Saved entries

=======

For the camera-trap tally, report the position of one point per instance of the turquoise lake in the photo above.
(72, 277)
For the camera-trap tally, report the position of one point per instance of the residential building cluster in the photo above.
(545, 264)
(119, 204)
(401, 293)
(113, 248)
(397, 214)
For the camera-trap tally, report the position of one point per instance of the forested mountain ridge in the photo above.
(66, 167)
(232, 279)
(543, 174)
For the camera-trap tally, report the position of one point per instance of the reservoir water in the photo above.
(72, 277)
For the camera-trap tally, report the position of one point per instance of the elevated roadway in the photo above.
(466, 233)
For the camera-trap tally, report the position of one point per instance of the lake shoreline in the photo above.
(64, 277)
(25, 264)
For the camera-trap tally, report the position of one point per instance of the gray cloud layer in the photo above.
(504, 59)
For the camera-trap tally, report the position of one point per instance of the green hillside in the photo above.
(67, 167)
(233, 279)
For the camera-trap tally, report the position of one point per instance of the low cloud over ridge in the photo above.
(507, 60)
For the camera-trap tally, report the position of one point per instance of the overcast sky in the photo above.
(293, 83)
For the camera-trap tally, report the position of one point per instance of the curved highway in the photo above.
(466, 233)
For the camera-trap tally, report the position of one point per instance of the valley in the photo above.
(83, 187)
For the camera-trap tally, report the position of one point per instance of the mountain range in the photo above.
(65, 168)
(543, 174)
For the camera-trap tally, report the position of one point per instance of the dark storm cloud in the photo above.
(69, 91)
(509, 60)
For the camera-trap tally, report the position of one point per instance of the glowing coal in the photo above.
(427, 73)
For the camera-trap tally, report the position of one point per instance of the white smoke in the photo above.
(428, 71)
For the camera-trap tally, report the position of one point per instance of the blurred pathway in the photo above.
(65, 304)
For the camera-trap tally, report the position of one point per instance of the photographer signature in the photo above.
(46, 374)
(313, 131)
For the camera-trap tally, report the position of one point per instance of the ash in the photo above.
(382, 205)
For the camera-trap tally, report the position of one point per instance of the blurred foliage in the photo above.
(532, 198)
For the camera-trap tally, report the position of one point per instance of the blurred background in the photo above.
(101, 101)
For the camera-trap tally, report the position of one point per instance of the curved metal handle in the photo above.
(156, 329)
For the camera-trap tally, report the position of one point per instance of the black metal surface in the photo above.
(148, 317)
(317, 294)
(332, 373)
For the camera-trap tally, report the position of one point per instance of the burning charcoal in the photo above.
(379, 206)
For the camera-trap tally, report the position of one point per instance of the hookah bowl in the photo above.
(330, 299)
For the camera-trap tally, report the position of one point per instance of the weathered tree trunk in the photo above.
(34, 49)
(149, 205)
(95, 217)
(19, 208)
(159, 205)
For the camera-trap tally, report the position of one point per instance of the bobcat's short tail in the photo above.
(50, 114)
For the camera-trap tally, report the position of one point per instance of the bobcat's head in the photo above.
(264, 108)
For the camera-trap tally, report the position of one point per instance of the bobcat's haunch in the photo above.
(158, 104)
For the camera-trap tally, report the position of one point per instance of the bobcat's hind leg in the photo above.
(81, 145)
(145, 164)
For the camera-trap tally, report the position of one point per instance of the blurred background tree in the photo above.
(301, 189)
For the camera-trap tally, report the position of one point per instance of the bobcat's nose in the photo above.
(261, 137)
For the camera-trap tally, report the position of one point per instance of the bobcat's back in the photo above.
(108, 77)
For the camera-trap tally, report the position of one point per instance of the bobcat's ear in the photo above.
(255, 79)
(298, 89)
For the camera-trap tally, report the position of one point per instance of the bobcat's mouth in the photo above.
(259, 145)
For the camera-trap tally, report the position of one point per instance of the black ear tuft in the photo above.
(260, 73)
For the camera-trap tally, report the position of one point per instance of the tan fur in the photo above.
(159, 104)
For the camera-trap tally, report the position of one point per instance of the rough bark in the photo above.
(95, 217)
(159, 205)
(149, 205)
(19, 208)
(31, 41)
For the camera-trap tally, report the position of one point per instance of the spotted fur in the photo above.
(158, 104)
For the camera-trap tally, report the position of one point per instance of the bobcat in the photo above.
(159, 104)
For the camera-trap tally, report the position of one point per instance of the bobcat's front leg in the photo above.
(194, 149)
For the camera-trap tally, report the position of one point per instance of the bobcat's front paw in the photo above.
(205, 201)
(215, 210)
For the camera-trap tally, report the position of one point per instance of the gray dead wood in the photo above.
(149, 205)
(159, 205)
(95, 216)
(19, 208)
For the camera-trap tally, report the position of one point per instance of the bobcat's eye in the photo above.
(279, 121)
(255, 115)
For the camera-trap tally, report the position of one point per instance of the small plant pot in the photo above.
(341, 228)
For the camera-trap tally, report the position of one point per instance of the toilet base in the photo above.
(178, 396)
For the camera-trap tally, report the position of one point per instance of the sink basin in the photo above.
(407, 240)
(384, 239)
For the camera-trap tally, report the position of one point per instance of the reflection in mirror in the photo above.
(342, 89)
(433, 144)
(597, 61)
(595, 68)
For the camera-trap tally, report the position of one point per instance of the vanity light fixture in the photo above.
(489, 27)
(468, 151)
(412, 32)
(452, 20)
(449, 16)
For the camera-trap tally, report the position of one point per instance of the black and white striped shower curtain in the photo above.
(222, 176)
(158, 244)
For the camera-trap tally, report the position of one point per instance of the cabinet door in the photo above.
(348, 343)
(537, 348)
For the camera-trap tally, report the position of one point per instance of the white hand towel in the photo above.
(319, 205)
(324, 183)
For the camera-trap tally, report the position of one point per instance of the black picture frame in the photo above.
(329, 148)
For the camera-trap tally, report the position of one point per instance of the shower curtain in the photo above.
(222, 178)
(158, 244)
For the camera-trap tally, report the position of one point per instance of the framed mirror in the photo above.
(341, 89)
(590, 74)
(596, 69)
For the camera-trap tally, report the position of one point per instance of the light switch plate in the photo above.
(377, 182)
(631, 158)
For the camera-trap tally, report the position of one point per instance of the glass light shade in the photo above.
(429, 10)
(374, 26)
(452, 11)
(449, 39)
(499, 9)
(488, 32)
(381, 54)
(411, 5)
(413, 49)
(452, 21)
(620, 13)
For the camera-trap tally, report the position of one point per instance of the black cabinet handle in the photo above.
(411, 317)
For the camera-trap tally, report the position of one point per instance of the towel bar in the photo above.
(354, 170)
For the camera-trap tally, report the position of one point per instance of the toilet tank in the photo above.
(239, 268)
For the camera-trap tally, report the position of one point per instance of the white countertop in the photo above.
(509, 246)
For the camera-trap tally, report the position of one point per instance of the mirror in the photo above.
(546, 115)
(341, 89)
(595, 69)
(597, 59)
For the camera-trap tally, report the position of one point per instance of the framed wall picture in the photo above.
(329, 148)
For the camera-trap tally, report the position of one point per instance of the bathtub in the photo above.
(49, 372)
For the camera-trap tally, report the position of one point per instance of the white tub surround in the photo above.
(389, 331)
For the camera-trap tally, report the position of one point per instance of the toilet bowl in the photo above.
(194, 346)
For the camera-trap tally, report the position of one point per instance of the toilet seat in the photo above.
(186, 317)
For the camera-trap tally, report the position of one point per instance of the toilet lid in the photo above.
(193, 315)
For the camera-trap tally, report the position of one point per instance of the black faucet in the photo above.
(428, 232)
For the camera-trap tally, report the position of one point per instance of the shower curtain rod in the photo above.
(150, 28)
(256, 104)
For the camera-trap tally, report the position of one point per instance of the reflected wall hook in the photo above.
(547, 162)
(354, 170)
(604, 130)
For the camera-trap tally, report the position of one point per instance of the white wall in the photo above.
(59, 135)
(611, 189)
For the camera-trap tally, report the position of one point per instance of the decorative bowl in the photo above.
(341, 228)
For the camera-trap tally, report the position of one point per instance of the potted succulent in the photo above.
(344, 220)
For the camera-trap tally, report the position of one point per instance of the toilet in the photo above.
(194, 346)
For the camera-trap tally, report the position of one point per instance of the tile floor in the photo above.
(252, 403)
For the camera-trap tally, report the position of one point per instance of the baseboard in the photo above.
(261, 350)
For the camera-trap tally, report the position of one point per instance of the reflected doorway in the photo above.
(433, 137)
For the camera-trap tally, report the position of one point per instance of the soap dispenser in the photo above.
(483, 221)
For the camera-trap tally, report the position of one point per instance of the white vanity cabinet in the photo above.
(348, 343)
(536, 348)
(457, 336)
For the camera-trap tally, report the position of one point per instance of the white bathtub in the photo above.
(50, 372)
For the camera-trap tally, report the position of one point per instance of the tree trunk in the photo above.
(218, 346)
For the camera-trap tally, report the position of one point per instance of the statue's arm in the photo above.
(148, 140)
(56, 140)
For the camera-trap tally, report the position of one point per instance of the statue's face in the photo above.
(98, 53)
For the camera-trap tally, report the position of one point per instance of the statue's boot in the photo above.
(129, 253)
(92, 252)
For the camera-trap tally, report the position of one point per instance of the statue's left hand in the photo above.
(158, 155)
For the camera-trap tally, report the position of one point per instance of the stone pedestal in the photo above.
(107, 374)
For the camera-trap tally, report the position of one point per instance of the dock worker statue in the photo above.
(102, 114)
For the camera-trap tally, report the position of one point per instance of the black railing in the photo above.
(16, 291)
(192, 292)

=======

## The problem
Write out every line, unchanged, from the one containing "floor in the photo above." through the closing line of the data.

## Answer to this exercise
For the camera-trap tally, report the position of one point per instance of the tile floor in the photo above.
(252, 403)
For the camera-trap tally, report the position of one point per instance of the baseboard in the photo above.
(261, 350)
For the camera-trap tally, report the position of one point per instance of the reflected doorway in the photo above.
(433, 137)
For the camera-trap tally, report the position of one point per instance of the soap dispenser in the photo above.
(483, 221)
For the camera-trap tally, report the position of one point per instance of the white vanity cabinet in the photo above.
(348, 343)
(536, 348)
(457, 336)
For the camera-trap tally, report the position of one point per instance of the white bathtub in the photo above.
(50, 372)
For the camera-trap tally, report the position of one point per instance of the tree trunk in the photo above.
(218, 346)
For the camera-trap tally, report the position of one point per instance of the statue's arm in the photo above.
(148, 140)
(56, 140)
For the camera-trap tally, report the position of one point per instance of the statue's face in the photo above.
(98, 53)
For the camera-trap tally, report the position of one point per instance of the statue's boot in the photo above.
(129, 253)
(92, 252)
For the camera-trap tally, report the position of one point per instance of the statue's left hand in the photo above.
(158, 155)
For the camera-trap tally, report the position of one point per instance of the stone pedestal in the photo above.
(107, 374)
For the camera-trap tally, report the position of one point per instance of the dock worker statue in the photo above.
(102, 114)
For the camera-trap tally, report the position of one point per instance of the black railing in the photo above.
(16, 291)
(192, 292)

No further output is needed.